[START EXTRACTED ENTRIES]

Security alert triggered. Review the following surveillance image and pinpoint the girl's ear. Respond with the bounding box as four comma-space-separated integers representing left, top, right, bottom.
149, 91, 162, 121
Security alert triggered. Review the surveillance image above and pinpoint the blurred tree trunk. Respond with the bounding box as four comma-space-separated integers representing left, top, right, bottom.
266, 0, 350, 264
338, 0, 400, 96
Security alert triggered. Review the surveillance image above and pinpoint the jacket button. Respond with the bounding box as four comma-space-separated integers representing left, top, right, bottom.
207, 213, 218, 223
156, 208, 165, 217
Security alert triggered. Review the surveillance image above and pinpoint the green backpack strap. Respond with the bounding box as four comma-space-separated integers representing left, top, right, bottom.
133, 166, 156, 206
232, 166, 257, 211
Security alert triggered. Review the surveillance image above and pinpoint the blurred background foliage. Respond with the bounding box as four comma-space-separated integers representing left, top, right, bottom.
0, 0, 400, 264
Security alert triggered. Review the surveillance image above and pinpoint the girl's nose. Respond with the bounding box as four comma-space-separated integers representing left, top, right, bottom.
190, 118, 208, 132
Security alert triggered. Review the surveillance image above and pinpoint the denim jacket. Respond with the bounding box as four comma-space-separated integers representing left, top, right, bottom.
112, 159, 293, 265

[END EXTRACTED ENTRIES]
[START EXTRACTED ENTRIES]

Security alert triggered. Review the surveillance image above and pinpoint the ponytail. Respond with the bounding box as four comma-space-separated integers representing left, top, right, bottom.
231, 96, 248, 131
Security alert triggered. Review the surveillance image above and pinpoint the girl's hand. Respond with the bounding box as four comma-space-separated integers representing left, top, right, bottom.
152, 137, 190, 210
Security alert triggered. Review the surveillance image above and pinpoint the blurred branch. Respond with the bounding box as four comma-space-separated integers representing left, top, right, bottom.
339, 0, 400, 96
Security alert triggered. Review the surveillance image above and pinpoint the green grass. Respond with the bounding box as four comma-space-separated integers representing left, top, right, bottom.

[END EXTRACTED ENTRIES]
[START EXTRACTED ENTRIES]

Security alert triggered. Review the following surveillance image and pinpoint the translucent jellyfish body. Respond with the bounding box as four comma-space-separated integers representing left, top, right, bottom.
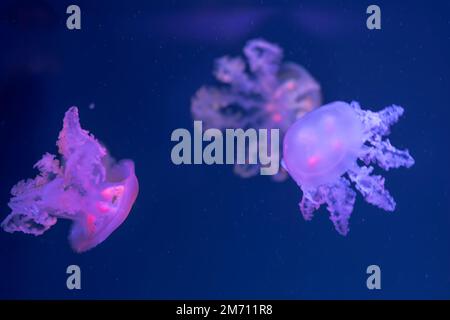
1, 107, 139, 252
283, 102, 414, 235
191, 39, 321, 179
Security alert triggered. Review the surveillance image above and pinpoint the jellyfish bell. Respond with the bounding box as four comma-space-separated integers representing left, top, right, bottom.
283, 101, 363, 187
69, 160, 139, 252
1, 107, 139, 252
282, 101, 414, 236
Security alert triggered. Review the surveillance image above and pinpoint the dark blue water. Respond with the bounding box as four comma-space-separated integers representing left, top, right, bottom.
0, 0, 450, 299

[END EXTRACTED ENTRIES]

Update the part of the listing that opens with the line containing "the girl's nose." and closes with the line containing "112, 159, 293, 265" by replacing "denim jacket" with "leather jacket", keeping everything else the same. Return only those lines.

Security alert triggered. Review the surveillance image above and pinpoint the girl's nose. Respond with the bounding box as four comma-space-separated integers representing left, top, right, bottom.
190, 118, 208, 132
Security alert triggered. Review the surveillance image above and pinpoint the leather jacket. Respond with the bounding box as four comma-space-separated integers representing left, top, right, bottom.
112, 159, 293, 265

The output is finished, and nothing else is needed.